* Begin Input rows *

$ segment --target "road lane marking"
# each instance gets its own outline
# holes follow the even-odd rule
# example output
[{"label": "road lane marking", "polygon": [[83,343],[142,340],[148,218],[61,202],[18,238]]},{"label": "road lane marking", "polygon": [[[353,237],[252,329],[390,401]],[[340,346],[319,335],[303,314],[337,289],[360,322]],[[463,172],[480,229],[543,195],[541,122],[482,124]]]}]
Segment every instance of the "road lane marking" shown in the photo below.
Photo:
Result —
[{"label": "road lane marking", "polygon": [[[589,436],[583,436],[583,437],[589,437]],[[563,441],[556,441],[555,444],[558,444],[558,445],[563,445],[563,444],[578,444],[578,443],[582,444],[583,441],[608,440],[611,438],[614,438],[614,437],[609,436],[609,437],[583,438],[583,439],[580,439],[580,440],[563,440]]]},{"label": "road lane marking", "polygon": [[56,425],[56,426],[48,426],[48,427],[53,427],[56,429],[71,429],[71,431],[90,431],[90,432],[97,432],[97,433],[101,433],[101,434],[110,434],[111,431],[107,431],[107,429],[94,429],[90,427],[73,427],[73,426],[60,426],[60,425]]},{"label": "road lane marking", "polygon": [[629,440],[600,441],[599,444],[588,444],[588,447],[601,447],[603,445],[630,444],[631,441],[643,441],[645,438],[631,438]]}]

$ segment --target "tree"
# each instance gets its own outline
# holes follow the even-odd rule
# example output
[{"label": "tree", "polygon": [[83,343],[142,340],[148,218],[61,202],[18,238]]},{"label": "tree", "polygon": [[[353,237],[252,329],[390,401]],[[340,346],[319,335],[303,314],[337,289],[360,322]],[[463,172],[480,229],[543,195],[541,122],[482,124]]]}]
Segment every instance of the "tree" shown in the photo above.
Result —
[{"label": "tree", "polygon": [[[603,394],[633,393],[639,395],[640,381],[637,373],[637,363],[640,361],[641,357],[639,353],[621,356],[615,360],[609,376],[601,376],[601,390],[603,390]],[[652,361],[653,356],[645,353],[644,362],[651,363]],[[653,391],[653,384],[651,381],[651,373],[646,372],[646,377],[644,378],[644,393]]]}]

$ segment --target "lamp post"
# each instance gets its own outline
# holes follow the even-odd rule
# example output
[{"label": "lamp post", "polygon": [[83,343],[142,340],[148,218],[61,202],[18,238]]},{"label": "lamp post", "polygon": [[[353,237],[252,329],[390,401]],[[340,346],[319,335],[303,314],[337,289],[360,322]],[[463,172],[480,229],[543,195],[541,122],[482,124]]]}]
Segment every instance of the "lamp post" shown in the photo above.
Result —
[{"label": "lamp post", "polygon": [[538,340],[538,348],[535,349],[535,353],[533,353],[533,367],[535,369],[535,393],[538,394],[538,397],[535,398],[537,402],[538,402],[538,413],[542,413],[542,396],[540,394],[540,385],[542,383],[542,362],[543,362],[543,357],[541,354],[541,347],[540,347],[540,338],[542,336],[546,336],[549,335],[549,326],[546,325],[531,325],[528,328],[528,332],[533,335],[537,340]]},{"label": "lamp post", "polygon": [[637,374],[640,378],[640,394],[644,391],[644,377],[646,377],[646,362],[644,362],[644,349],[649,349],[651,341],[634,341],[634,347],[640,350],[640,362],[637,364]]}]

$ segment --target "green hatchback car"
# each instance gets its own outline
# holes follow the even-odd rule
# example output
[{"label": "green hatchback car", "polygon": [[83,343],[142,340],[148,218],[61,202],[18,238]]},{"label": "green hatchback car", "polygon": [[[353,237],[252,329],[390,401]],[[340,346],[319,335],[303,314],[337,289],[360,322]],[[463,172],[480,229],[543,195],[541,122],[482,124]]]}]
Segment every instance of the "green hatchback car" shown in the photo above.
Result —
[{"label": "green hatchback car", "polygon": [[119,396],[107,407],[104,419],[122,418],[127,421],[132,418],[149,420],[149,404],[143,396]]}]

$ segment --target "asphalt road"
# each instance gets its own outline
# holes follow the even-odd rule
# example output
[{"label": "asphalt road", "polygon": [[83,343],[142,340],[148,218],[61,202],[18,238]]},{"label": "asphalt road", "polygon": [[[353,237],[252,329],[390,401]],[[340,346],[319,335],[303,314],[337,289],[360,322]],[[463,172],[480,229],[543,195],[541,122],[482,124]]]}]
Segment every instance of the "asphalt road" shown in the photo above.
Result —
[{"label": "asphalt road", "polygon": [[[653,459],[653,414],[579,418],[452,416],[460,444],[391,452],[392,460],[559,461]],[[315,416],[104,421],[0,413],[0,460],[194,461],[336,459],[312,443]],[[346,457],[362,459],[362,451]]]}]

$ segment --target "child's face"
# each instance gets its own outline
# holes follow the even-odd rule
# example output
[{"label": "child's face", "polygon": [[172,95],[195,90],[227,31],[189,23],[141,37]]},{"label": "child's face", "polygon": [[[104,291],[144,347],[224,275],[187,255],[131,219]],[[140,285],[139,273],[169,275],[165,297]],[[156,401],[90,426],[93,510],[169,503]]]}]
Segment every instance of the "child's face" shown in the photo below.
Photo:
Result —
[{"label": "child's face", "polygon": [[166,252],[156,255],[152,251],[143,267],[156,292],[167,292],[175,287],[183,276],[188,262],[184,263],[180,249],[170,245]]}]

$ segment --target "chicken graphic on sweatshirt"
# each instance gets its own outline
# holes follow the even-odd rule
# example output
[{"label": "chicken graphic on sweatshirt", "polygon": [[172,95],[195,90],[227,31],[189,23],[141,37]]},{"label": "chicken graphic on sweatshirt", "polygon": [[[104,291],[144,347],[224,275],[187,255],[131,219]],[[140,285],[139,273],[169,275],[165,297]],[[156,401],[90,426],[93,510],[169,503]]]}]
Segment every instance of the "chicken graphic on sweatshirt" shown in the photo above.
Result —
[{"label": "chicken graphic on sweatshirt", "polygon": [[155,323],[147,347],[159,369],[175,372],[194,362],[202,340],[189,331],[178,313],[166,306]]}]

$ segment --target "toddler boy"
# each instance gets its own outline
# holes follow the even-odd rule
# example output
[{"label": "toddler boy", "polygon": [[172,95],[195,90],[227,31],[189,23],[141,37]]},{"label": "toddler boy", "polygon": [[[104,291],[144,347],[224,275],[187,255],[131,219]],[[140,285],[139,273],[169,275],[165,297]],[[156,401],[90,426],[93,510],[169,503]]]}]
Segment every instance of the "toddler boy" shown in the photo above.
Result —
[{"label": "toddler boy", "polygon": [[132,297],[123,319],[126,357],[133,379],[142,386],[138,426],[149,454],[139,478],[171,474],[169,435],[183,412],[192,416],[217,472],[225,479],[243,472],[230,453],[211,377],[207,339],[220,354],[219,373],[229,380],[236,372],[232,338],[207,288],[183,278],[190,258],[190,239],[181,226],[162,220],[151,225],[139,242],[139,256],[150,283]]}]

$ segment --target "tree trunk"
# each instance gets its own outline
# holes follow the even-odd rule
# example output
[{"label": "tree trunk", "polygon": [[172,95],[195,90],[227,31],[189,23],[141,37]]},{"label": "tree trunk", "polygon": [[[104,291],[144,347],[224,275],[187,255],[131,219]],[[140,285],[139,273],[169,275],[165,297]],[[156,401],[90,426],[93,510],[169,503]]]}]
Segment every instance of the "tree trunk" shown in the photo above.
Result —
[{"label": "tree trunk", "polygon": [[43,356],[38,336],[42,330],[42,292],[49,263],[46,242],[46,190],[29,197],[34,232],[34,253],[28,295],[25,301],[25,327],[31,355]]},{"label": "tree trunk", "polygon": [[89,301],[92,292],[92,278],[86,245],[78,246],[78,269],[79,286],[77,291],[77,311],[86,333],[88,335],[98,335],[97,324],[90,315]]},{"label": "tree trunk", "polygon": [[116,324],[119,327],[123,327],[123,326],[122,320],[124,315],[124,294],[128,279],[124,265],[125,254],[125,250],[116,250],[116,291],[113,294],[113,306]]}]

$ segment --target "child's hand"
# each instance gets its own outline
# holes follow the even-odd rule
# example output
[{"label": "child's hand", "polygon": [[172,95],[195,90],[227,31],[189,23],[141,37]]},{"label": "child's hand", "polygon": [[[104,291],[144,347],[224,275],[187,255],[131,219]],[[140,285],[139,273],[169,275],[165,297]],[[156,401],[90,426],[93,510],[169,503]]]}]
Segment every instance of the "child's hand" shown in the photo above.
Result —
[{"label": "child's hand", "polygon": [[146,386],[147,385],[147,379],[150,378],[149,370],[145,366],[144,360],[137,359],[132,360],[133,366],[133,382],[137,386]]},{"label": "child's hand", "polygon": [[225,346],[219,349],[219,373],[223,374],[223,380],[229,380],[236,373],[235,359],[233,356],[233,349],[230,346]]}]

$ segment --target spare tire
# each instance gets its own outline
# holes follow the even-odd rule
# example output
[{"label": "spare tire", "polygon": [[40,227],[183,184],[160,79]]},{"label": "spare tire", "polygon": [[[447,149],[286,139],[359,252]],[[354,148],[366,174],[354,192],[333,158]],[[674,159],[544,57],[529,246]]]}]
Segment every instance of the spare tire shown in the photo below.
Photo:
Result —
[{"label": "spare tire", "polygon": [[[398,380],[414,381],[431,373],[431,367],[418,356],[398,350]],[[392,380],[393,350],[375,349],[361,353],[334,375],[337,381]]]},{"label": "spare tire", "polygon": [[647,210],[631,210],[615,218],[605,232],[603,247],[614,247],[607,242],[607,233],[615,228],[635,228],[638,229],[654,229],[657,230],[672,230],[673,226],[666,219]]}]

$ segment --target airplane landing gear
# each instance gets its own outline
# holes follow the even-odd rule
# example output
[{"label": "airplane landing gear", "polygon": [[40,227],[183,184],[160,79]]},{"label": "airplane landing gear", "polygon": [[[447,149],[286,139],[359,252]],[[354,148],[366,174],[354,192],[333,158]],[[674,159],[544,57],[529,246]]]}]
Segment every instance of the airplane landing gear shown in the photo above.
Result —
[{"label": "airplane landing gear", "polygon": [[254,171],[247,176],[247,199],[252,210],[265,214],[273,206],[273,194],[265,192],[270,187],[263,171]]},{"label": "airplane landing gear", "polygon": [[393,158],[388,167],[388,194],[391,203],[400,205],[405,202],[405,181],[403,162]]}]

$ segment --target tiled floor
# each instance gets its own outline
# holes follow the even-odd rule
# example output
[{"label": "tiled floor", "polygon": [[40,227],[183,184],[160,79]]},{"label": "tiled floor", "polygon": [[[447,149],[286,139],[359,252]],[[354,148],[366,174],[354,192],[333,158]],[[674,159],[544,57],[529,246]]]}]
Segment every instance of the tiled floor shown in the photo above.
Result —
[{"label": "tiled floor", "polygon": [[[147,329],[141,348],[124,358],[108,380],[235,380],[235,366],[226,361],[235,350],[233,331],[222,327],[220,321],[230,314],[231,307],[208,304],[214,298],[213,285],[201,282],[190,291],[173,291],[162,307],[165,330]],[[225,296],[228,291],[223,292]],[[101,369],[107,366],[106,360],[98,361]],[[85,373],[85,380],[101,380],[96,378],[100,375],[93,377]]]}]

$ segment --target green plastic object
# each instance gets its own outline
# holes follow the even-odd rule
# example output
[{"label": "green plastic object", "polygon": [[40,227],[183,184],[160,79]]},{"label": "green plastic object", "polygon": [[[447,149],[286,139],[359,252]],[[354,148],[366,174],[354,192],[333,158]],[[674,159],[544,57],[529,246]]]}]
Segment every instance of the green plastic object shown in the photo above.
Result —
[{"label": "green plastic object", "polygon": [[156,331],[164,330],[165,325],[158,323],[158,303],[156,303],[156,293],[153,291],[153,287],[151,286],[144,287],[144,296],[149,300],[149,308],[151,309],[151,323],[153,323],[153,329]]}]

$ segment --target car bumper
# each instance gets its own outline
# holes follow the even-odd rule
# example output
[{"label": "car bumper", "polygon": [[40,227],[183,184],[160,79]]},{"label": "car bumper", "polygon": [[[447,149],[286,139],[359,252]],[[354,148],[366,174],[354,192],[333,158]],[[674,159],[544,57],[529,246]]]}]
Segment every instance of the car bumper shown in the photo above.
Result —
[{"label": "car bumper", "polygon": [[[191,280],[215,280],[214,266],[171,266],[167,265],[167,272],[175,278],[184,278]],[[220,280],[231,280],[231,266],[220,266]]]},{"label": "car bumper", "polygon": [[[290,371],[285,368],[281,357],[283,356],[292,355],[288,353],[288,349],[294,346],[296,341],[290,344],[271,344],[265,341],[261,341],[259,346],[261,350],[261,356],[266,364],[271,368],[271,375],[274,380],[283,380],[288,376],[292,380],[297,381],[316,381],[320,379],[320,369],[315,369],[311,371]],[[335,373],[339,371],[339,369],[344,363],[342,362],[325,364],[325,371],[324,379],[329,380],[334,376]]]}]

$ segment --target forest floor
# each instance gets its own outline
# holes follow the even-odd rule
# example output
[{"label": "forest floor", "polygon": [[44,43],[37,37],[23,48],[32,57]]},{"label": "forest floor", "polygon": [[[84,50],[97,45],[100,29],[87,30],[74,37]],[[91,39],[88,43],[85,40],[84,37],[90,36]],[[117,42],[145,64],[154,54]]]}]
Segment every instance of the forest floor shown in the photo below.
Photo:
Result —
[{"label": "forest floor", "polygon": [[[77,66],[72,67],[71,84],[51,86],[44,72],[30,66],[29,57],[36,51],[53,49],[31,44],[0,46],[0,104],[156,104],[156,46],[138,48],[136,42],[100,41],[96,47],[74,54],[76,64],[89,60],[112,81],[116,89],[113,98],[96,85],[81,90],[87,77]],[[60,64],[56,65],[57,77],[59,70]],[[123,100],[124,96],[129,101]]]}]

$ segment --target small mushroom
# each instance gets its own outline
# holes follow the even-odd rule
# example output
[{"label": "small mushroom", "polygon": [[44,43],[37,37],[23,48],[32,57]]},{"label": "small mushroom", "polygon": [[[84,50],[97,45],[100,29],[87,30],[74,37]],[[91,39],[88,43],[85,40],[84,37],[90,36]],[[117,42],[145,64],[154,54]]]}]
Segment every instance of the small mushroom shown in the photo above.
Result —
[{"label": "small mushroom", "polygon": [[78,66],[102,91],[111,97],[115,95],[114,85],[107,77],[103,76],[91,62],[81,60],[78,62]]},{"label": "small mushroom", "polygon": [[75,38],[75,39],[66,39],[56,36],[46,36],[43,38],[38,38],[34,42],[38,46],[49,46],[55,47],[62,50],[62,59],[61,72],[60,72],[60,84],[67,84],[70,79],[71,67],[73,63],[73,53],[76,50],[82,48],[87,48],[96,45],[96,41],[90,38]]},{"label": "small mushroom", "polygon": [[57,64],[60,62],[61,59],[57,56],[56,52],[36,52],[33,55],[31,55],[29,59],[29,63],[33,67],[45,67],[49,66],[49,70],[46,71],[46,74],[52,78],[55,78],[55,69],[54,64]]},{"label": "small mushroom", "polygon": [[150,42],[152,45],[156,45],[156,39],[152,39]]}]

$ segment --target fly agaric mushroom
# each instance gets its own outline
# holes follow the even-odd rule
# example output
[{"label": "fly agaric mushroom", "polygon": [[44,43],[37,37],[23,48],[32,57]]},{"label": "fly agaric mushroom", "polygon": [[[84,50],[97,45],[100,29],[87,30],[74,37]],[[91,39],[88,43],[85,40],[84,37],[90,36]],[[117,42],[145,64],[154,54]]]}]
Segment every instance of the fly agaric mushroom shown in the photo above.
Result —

* End Input rows *

**Task brief**: Repeat exactly, and only, the lines from the line containing "--target fly agaric mushroom" through the last line of the records above, both included.

**The result**:
$ segment --target fly agaric mushroom
# each instance gets its own outline
# holes follow the even-odd rule
# example output
[{"label": "fly agaric mushroom", "polygon": [[44,43],[37,37],[23,48],[32,57]]},{"label": "fly agaric mushroom", "polygon": [[[84,50],[97,45],[100,29],[87,30],[74,37]],[[91,39],[88,43],[85,40],[84,37],[90,36]],[[117,42],[145,64],[154,54]]]}]
Segment every instance of the fly agaric mushroom shown in the photo above.
Result —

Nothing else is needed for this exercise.